Task to complete
Up to and including the line holding "Where can the small", write out the data exactly from its first line, but not the pictures.
---
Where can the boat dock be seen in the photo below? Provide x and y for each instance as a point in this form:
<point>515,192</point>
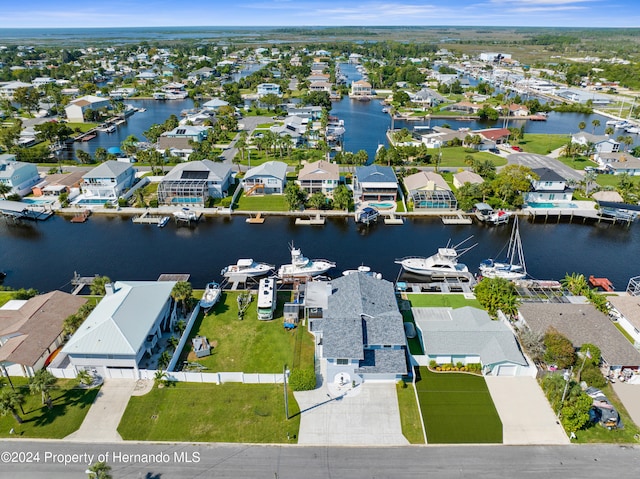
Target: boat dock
<point>317,220</point>
<point>457,219</point>
<point>147,218</point>
<point>255,220</point>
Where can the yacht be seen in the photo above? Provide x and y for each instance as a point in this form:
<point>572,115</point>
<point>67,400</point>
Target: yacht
<point>211,295</point>
<point>443,263</point>
<point>363,269</point>
<point>514,266</point>
<point>303,267</point>
<point>486,214</point>
<point>246,267</point>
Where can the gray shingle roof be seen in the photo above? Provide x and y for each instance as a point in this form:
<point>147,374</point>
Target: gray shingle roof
<point>582,323</point>
<point>467,331</point>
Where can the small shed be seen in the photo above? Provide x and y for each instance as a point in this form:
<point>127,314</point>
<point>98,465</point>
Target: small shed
<point>201,346</point>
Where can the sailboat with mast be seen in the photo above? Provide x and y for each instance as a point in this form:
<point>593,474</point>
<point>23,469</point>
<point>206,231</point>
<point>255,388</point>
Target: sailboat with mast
<point>513,267</point>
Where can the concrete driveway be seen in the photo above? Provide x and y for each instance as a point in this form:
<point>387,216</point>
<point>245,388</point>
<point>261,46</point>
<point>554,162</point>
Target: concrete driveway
<point>534,161</point>
<point>629,394</point>
<point>366,416</point>
<point>526,415</point>
<point>101,422</point>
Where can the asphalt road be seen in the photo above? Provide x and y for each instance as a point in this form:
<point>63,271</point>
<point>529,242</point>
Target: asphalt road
<point>168,461</point>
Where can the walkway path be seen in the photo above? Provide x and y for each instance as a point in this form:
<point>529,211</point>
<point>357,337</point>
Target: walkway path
<point>101,422</point>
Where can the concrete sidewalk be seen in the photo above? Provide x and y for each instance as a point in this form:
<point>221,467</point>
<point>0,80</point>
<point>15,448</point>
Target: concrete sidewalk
<point>524,411</point>
<point>101,422</point>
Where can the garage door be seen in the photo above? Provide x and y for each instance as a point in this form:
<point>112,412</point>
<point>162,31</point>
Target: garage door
<point>506,370</point>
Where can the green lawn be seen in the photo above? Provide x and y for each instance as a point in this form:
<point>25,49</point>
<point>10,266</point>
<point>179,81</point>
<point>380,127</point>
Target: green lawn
<point>251,345</point>
<point>599,434</point>
<point>457,408</point>
<point>70,406</point>
<point>433,300</point>
<point>455,157</point>
<point>262,203</point>
<point>577,163</point>
<point>230,412</point>
<point>542,144</point>
<point>409,413</point>
<point>5,296</point>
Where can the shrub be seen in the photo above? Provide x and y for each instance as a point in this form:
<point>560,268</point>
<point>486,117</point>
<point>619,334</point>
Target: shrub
<point>593,377</point>
<point>302,379</point>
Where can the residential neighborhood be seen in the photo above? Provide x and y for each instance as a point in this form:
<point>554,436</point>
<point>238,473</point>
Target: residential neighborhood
<point>318,240</point>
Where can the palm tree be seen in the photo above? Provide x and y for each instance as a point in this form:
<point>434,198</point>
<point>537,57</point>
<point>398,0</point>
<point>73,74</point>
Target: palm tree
<point>5,190</point>
<point>576,283</point>
<point>10,402</point>
<point>99,470</point>
<point>43,382</point>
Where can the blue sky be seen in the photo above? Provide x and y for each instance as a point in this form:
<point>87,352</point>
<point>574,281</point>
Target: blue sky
<point>110,13</point>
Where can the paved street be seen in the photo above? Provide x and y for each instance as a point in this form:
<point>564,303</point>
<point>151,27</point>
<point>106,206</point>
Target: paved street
<point>238,461</point>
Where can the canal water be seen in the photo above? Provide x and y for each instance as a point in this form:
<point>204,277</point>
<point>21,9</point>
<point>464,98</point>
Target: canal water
<point>45,255</point>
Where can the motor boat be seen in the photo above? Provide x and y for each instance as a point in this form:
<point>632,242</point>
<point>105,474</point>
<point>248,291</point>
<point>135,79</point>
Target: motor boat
<point>513,267</point>
<point>247,267</point>
<point>211,295</point>
<point>303,267</point>
<point>443,263</point>
<point>363,269</point>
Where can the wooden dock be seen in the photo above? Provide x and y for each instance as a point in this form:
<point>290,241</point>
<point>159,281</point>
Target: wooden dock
<point>147,219</point>
<point>81,217</point>
<point>393,220</point>
<point>457,219</point>
<point>255,220</point>
<point>317,220</point>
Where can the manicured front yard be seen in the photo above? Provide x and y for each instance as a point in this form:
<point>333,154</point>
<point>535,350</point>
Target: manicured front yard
<point>250,345</point>
<point>409,413</point>
<point>262,203</point>
<point>441,301</point>
<point>70,406</point>
<point>230,412</point>
<point>457,408</point>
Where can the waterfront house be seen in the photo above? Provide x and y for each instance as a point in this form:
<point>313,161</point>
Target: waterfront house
<point>53,185</point>
<point>581,324</point>
<point>375,183</point>
<point>469,336</point>
<point>429,190</point>
<point>549,187</point>
<point>124,328</point>
<point>360,89</point>
<point>268,178</point>
<point>76,108</point>
<point>108,181</point>
<point>17,175</point>
<point>463,177</point>
<point>599,143</point>
<point>31,330</point>
<point>319,176</point>
<point>179,141</point>
<point>193,182</point>
<point>268,89</point>
<point>358,329</point>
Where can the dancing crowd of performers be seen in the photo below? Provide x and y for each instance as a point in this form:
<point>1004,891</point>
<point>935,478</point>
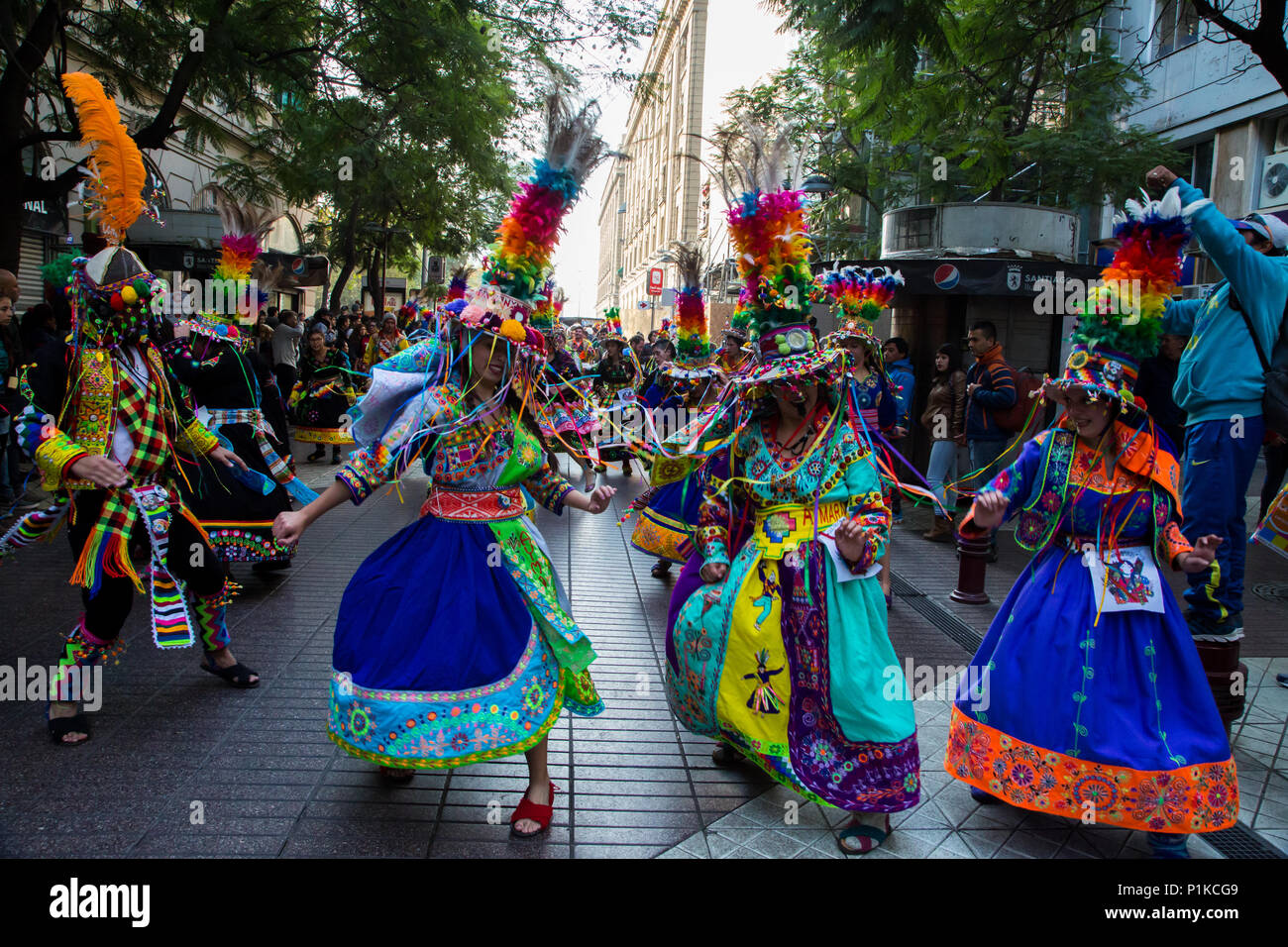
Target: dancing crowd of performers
<point>773,496</point>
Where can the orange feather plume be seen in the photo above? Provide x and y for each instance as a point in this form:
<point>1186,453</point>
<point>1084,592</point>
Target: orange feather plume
<point>117,176</point>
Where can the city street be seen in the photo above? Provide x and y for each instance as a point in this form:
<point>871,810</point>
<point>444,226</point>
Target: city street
<point>181,766</point>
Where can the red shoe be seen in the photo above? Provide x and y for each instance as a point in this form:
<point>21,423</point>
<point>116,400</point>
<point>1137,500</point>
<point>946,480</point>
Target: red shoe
<point>541,814</point>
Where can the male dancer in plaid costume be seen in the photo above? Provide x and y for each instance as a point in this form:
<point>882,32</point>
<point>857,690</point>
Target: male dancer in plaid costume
<point>103,420</point>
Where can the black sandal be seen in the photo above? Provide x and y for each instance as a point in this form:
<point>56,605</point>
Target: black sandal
<point>60,725</point>
<point>724,755</point>
<point>237,676</point>
<point>397,774</point>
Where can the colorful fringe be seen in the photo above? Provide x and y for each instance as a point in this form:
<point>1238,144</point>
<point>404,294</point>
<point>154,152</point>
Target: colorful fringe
<point>211,620</point>
<point>82,650</point>
<point>35,526</point>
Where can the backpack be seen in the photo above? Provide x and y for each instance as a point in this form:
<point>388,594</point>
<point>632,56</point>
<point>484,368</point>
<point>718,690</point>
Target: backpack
<point>1013,419</point>
<point>1274,402</point>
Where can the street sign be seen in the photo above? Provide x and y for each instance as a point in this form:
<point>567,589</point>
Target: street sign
<point>433,270</point>
<point>655,281</point>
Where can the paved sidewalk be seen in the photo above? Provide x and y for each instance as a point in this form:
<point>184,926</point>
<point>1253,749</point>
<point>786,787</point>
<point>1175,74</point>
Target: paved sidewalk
<point>183,766</point>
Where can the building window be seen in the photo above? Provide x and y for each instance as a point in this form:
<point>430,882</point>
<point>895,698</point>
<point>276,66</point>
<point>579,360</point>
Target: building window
<point>1199,163</point>
<point>1176,26</point>
<point>914,230</point>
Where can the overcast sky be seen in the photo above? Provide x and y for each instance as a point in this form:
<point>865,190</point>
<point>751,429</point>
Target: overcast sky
<point>742,46</point>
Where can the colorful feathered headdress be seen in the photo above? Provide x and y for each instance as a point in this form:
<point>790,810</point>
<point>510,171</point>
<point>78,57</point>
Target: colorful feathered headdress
<point>245,230</point>
<point>694,351</point>
<point>112,294</point>
<point>544,313</point>
<point>858,298</point>
<point>460,281</point>
<point>767,222</point>
<point>1122,320</point>
<point>519,261</point>
<point>610,329</point>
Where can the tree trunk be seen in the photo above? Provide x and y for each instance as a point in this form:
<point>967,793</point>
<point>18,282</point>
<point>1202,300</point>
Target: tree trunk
<point>342,279</point>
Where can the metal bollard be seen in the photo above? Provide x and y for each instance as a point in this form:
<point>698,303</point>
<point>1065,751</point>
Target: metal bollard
<point>1228,678</point>
<point>970,573</point>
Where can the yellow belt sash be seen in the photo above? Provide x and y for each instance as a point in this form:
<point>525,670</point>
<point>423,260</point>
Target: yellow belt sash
<point>780,530</point>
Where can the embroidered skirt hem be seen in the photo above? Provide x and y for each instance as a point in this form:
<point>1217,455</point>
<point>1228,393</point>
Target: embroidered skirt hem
<point>1202,797</point>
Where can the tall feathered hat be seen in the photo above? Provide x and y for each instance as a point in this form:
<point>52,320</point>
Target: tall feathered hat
<point>112,294</point>
<point>612,326</point>
<point>1122,318</point>
<point>459,282</point>
<point>519,261</point>
<point>694,351</point>
<point>767,222</point>
<point>245,230</point>
<point>858,298</point>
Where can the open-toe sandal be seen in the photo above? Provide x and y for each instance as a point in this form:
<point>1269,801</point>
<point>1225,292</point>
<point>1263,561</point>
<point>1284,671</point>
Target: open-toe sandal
<point>870,838</point>
<point>237,676</point>
<point>60,725</point>
<point>541,814</point>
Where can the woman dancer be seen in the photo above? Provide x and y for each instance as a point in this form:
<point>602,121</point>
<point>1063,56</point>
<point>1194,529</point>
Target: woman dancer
<point>784,655</point>
<point>1087,694</point>
<point>859,295</point>
<point>322,395</point>
<point>437,668</point>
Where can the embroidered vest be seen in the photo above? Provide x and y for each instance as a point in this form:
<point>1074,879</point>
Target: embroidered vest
<point>1044,505</point>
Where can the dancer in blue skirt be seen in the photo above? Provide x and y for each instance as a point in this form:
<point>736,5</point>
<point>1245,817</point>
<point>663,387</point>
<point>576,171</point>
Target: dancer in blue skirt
<point>1087,697</point>
<point>455,641</point>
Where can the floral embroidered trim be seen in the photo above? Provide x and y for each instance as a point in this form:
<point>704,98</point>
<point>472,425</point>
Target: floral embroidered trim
<point>1202,797</point>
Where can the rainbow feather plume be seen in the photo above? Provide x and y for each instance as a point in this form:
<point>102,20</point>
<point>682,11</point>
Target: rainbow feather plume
<point>544,312</point>
<point>612,325</point>
<point>857,292</point>
<point>460,281</point>
<point>519,260</point>
<point>1126,313</point>
<point>694,343</point>
<point>773,256</point>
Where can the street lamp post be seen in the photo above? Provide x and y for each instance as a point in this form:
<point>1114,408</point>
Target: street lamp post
<point>384,258</point>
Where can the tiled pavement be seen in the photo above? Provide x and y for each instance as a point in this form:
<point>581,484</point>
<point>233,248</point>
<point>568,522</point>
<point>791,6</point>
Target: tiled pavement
<point>181,766</point>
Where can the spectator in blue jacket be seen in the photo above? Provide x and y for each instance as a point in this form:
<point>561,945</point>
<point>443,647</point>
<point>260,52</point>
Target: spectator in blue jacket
<point>1220,385</point>
<point>990,386</point>
<point>900,368</point>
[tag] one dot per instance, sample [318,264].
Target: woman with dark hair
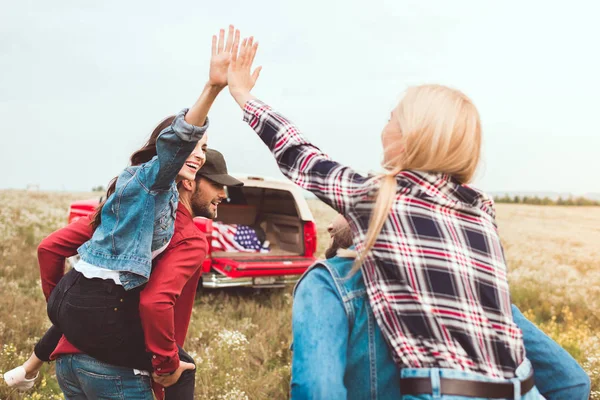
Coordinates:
[94,304]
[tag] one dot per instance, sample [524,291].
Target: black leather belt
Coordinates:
[466,388]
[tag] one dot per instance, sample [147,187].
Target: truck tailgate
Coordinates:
[261,266]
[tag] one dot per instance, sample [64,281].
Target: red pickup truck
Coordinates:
[278,210]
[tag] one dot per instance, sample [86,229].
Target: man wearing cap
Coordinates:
[167,300]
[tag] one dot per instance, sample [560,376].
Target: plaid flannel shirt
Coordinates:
[436,276]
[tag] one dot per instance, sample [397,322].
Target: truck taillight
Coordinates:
[310,239]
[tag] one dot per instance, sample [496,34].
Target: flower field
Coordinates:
[240,338]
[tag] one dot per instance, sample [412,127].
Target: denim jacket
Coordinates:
[139,217]
[340,353]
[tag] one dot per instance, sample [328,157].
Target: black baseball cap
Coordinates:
[215,169]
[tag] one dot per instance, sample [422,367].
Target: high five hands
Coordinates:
[230,63]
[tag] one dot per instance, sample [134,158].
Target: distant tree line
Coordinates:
[546,201]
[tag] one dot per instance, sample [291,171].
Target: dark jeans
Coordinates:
[102,319]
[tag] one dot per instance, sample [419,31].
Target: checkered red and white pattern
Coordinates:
[436,277]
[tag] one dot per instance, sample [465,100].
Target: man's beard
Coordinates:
[201,208]
[342,239]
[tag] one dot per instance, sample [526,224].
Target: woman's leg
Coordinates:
[46,345]
[184,388]
[67,379]
[85,376]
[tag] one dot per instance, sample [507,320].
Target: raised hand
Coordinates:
[239,78]
[221,56]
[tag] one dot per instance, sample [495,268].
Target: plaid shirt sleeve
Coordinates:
[303,163]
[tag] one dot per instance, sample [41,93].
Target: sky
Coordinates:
[82,84]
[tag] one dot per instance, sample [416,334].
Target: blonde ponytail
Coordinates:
[439,132]
[381,210]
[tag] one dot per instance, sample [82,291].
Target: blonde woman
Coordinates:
[429,247]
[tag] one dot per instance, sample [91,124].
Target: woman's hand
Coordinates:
[239,78]
[221,57]
[170,380]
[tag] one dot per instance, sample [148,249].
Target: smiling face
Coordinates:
[206,198]
[195,161]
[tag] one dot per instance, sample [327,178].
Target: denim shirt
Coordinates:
[139,217]
[340,353]
[338,349]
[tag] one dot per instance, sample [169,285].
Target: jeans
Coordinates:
[122,345]
[46,345]
[101,319]
[82,377]
[436,373]
[557,375]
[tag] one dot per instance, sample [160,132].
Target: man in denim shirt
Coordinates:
[340,353]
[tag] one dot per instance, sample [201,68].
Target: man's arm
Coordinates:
[557,375]
[59,245]
[172,270]
[320,334]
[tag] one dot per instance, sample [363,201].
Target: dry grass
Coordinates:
[240,338]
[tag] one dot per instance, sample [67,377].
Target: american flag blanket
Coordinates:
[236,238]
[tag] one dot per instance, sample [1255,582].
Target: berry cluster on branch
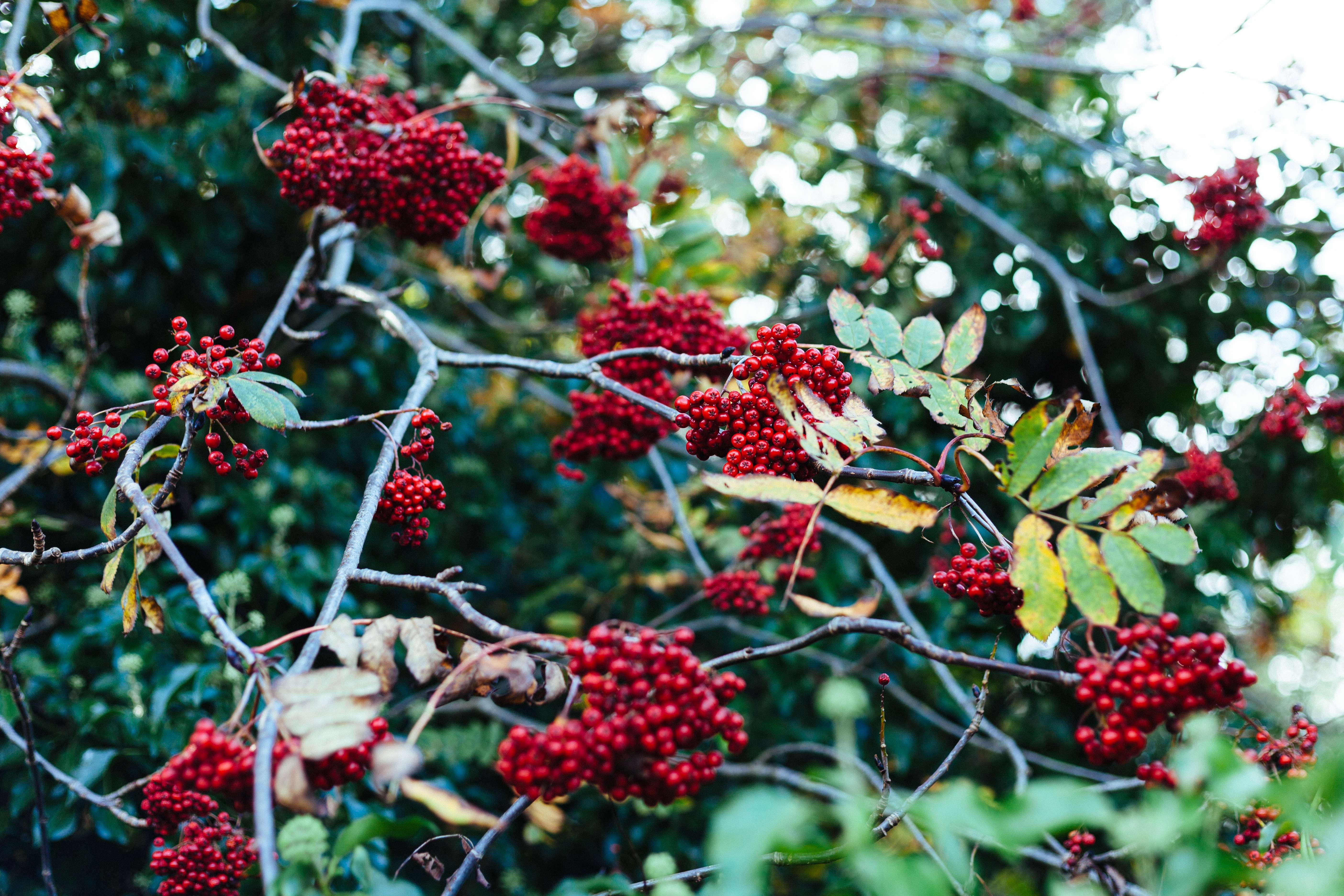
---
Output for this task
Where can the boat dock be seen in the photo below? Provide x and y for each instance as a point in this form:
<point>515,192</point>
Target: boat dock
<point>317,220</point>
<point>457,219</point>
<point>147,218</point>
<point>255,220</point>
Where can the yacht be seen in the photo above? Provide x and y for each instance as a point in this form:
<point>572,115</point>
<point>67,400</point>
Target: yacht
<point>211,295</point>
<point>443,263</point>
<point>363,269</point>
<point>514,266</point>
<point>303,267</point>
<point>486,214</point>
<point>246,267</point>
Where can the gray shingle roof be seen in the photo above? Provide x and y for each instance as a point in this form:
<point>147,374</point>
Target: gray shingle roof
<point>582,323</point>
<point>467,331</point>
Where can the small shed be seen in the photo above? Provide x and y for each instance as a point in this form:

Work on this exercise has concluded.